**INPUT MATERIAL:**
*-*-*
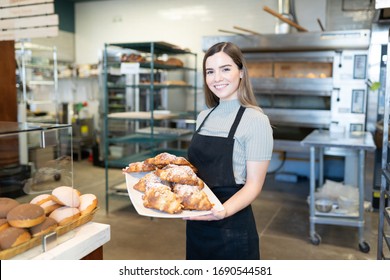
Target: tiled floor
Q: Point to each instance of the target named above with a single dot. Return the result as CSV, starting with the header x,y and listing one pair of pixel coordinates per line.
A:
x,y
281,213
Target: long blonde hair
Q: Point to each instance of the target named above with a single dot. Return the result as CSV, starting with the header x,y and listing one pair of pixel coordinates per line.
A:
x,y
246,96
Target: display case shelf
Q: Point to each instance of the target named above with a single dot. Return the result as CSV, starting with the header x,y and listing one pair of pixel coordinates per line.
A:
x,y
151,87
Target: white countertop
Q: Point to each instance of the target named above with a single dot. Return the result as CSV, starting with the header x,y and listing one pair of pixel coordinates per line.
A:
x,y
73,245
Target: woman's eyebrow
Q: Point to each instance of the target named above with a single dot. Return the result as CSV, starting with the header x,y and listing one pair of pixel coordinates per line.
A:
x,y
222,66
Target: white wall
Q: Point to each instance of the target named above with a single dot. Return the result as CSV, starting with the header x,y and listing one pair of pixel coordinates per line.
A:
x,y
180,22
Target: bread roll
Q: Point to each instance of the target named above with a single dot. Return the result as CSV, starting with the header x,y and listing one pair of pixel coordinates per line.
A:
x,y
48,225
26,215
13,236
65,215
88,203
6,204
66,196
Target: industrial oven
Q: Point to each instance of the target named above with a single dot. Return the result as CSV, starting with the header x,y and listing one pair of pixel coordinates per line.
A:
x,y
308,80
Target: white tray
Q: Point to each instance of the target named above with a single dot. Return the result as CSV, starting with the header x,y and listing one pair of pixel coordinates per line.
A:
x,y
136,200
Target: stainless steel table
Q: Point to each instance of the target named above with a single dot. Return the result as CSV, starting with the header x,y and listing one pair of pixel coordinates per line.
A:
x,y
358,142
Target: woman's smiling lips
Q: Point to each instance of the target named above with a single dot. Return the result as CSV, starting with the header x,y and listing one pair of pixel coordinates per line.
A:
x,y
220,86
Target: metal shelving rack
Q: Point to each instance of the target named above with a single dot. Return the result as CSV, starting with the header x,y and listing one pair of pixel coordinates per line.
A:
x,y
147,144
384,210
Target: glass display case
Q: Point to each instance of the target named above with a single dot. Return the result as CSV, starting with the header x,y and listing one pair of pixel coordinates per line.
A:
x,y
34,161
34,158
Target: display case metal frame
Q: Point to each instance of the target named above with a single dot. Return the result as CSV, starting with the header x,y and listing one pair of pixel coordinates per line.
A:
x,y
384,212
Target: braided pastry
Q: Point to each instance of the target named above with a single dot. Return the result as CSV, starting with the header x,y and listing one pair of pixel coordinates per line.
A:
x,y
180,174
161,197
147,181
192,198
140,166
163,159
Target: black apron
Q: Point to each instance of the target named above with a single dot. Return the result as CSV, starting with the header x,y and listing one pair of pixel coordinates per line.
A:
x,y
234,237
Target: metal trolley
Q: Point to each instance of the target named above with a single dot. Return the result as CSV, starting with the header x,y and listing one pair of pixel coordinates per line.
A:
x,y
357,142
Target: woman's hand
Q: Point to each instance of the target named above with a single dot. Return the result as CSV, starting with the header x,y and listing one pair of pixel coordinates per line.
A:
x,y
214,216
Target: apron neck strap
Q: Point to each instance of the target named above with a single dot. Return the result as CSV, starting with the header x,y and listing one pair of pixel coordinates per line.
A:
x,y
236,122
206,118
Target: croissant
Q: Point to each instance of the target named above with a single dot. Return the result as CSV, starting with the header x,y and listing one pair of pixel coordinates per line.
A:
x,y
147,181
192,198
180,174
139,166
160,197
163,159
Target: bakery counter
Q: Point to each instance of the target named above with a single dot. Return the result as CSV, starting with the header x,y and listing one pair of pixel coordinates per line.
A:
x,y
84,242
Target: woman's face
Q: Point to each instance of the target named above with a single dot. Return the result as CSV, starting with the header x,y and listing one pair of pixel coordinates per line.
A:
x,y
222,76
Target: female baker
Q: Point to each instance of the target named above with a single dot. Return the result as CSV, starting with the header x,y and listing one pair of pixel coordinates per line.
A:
x,y
231,149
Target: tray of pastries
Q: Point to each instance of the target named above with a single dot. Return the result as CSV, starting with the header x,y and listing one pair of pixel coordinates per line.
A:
x,y
166,186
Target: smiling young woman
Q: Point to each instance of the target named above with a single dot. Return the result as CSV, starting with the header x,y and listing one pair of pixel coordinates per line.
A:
x,y
231,149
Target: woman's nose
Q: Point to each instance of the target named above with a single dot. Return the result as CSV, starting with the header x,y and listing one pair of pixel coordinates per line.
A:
x,y
218,76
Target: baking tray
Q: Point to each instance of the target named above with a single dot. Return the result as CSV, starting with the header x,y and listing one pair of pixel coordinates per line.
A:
x,y
136,200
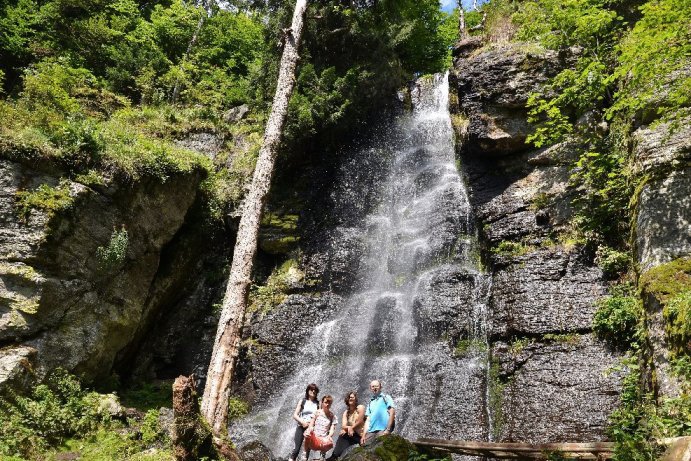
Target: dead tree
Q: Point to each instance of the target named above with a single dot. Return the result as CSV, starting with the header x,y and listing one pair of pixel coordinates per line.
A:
x,y
228,334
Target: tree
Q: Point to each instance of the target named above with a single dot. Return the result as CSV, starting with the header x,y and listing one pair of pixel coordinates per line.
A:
x,y
227,342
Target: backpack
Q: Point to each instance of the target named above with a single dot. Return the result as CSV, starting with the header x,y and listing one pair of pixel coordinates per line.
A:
x,y
302,406
393,424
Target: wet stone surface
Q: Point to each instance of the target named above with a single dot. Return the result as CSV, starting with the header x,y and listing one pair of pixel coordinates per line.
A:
x,y
549,290
556,391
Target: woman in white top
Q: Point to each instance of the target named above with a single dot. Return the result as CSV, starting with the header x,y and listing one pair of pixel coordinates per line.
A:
x,y
323,425
353,421
304,411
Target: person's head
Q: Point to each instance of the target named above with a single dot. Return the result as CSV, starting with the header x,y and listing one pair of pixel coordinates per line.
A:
x,y
351,399
327,400
311,392
375,386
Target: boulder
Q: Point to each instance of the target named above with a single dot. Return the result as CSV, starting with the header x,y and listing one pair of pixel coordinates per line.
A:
x,y
493,87
61,295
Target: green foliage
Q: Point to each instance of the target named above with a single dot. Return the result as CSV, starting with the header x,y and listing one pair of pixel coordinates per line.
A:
x,y
639,420
56,410
667,280
47,198
265,297
60,416
417,456
237,408
149,396
677,314
612,262
618,316
112,257
602,175
669,283
653,61
568,96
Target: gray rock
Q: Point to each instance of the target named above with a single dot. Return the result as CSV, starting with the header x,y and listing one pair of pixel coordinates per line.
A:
x,y
209,144
663,221
255,451
61,301
443,305
545,291
279,335
555,392
493,88
17,368
235,114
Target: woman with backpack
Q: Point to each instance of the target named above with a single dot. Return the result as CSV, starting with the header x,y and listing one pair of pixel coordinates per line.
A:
x,y
319,434
303,414
352,423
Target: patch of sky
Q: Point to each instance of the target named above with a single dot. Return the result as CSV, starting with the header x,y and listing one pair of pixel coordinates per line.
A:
x,y
449,5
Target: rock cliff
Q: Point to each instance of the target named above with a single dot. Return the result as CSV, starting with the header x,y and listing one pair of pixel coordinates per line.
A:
x,y
83,281
551,379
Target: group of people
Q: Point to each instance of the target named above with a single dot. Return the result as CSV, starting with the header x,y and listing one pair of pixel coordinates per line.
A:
x,y
316,422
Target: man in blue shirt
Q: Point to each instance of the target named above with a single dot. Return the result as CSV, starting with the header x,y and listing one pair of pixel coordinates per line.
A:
x,y
379,415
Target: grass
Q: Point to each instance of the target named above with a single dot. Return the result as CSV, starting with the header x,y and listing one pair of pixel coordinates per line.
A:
x,y
50,199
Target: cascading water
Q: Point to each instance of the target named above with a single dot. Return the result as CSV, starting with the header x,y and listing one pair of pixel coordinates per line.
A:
x,y
417,321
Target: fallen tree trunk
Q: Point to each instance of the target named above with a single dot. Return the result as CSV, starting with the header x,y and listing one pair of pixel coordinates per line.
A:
x,y
229,332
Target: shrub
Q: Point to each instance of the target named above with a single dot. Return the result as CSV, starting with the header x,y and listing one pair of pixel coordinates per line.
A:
x,y
112,257
50,199
617,317
677,315
55,410
612,262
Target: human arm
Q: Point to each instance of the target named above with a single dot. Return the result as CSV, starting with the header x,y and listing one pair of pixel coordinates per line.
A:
x,y
392,416
364,431
360,421
344,423
332,429
296,414
310,428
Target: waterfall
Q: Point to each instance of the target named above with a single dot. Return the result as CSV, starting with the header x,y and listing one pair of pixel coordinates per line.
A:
x,y
417,320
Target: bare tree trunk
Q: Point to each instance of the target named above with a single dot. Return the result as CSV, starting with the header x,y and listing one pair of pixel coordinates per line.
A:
x,y
462,29
227,343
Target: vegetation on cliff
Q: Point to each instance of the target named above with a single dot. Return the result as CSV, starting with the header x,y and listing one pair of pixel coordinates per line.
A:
x,y
630,69
123,90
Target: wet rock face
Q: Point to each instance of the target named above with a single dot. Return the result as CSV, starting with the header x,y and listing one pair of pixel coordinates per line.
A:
*-*-*
**EXERCISE BRIEF:**
Starting with the line that contains "Target: shrub", repeat each line through the last one exactly as it appears. Include both ends and nothing more.

**COMPLETE ANSWER:**
Target: shrub
Q: Point to each instance of the target named above with a single dot. Return the result as CSV, starting with the header x,y and listing one pair of pixel coordinates per line.
A:
x,y
112,257
50,199
617,317
677,315
55,410
612,262
Target: human arm
Q: Point to each instance of the target named above with a single dot. Return the result as CSV, starting with the header x,y and listing one pair of pixel coordinates per line.
A:
x,y
392,416
364,431
360,421
344,423
332,429
296,414
310,428
Target: waterfall
Q: Point to each instance of the target named above with a single dot. Return the result as CSV, starting with the header x,y and listing one pair of pixel coordinates per line.
A:
x,y
417,320
Target: bare tree trunk
Q: Point to each instance of the target named above with a single dot. Return the result as CSV, starting with the header x,y and listing one pair of pixel coordinates per line.
A:
x,y
462,29
227,343
Target: vegetation on cliff
Q: Point to each instance of the target named above with a single dot. Return the result as CSV, starting with the header x,y and listing one pair of pixel coordinates per line.
A:
x,y
630,69
123,90
Target: wet rock face
Q: Point to each instance of the target named above with a single dot. Return the result as CSV, starting with the header x,y and listing one pair of pixel coordinates per line.
A:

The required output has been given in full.